▶ _Page extract_:
My spirits lifted. But so did “my” hawk. Remarkably, he launched himself – looking more like an aloft chicken than a raptor – across four lanes of traffic, barely clearing the city bus that barreled by as my stomach clenched. I sprinted across the asphalt in time to spot him land in a stubby, gnarly side-yard tree with branches sticking out every which way.
The young woman driving the rescue van had pulled onto a side street and emerged with a net. I pointed to the bird, which we guessed was an immature red-tailed hawk. She noted his injured wing and ventured valiantly into the thicket. It was an unfair contest. He just hopped higher. She persisted, but even with an extension, her net handle was several feet short.
She left, promising to patrol the area for the next few days, and I mulled my next move. The temperature was supposed to drop near freezing that night. How would a bird with a bad wing find enough to eat?
Once again, the hawk was ahead of me. Remarkably, as if on cue, he hurled himself out of the thicket and upward some 20 feet or so to the lowest branch of a tree adjacent to the four-lane road he had crossed earlier. He began pecking away at something lodged in the “V” of two branches. I made out the profile of a small bird he had evidently killed and stashed earlier. He dined diligently as rush-hour traffic zipped by below.

▶ _Data supplied_:

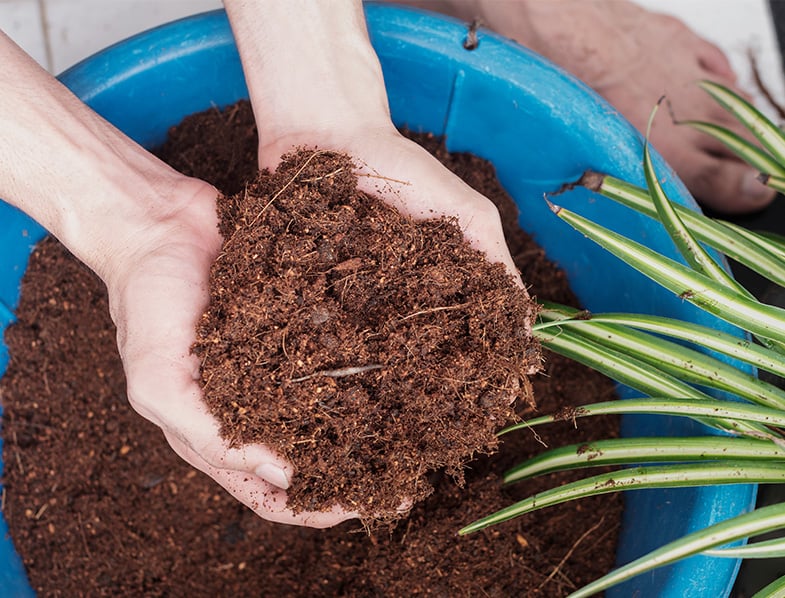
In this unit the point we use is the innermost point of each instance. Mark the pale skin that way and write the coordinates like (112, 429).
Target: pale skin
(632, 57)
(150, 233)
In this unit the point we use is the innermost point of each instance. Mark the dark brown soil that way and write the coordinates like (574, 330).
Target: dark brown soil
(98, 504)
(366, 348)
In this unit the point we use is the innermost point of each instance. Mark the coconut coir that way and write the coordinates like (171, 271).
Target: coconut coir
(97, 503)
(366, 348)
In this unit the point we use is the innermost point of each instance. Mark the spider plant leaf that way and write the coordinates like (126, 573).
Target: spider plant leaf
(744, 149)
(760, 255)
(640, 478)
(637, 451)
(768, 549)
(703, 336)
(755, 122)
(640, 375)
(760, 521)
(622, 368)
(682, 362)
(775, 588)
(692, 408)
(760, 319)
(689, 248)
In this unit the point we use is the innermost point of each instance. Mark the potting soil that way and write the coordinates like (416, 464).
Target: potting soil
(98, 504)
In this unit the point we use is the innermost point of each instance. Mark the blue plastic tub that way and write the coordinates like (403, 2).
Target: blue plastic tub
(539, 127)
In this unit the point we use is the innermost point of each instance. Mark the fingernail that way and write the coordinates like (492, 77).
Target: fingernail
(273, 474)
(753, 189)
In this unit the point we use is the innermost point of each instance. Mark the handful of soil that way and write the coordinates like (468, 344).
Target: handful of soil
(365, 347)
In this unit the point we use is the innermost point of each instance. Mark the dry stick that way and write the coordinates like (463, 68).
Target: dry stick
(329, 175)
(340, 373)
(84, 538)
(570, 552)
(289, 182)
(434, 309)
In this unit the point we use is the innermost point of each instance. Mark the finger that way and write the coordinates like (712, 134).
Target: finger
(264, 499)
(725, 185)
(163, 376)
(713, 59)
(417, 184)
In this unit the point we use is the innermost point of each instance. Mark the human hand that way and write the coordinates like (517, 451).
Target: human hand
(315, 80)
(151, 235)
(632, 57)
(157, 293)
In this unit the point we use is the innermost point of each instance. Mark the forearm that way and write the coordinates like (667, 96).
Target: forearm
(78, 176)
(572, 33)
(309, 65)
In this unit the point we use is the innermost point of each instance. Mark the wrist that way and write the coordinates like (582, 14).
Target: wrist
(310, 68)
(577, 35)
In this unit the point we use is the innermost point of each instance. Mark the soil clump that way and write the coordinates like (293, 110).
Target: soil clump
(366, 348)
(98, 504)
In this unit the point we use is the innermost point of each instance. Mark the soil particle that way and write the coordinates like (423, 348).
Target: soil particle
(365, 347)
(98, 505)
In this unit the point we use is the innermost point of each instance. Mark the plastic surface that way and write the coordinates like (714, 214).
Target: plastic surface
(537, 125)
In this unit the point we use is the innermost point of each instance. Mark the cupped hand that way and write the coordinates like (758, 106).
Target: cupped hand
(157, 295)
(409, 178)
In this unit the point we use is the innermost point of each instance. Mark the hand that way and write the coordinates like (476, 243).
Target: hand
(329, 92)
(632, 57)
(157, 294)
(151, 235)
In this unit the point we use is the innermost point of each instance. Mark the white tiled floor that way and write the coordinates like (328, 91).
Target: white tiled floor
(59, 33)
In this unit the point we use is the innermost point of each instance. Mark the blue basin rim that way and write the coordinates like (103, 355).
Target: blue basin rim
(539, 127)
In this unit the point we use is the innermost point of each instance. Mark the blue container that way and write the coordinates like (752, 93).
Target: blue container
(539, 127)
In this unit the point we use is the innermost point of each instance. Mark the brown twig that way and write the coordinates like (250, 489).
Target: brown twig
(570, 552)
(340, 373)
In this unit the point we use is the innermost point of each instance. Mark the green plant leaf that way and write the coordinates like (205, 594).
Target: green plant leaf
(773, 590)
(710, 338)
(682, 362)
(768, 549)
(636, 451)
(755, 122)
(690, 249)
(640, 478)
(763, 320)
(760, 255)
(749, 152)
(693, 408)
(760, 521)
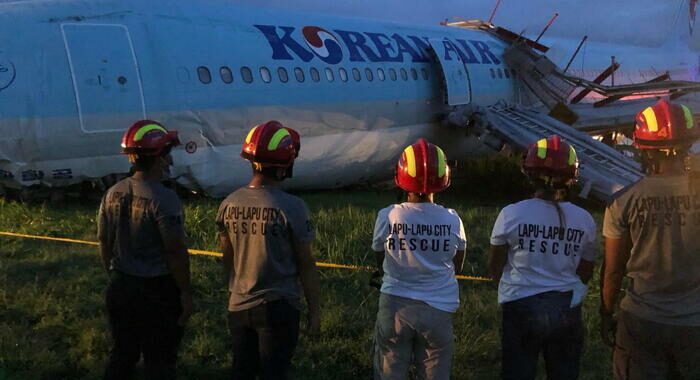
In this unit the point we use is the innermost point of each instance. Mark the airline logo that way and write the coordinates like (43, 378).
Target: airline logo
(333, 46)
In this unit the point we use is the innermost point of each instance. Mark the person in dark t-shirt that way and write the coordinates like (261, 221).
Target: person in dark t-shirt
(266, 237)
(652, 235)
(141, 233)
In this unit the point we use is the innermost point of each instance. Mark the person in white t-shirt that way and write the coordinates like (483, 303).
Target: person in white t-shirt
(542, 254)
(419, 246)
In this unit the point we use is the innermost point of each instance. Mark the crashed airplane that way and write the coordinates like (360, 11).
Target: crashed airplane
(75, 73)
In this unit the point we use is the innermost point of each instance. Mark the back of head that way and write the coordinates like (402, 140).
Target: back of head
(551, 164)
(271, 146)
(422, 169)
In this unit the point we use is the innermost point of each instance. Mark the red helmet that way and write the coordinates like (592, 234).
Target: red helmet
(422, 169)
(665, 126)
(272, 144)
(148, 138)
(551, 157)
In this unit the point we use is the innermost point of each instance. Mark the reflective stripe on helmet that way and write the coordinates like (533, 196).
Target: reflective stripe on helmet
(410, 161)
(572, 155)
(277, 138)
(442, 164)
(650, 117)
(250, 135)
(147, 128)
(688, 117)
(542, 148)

▶ _Exercise goal_: Return the passage about the injured hawk unchanged, starting with "Once again, the" and going on through "zipped by below.".

▶ _Finished task_:
Once again, the hawk was ahead of me. Remarkably, as if on cue, he hurled himself out of the thicket and upward some 20 feet or so to the lowest branch of a tree adjacent to the four-lane road he had crossed earlier. He began pecking away at something lodged in the “V” of two branches. I made out the profile of a small bird he had evidently killed and stashed earlier. He dined diligently as rush-hour traffic zipped by below.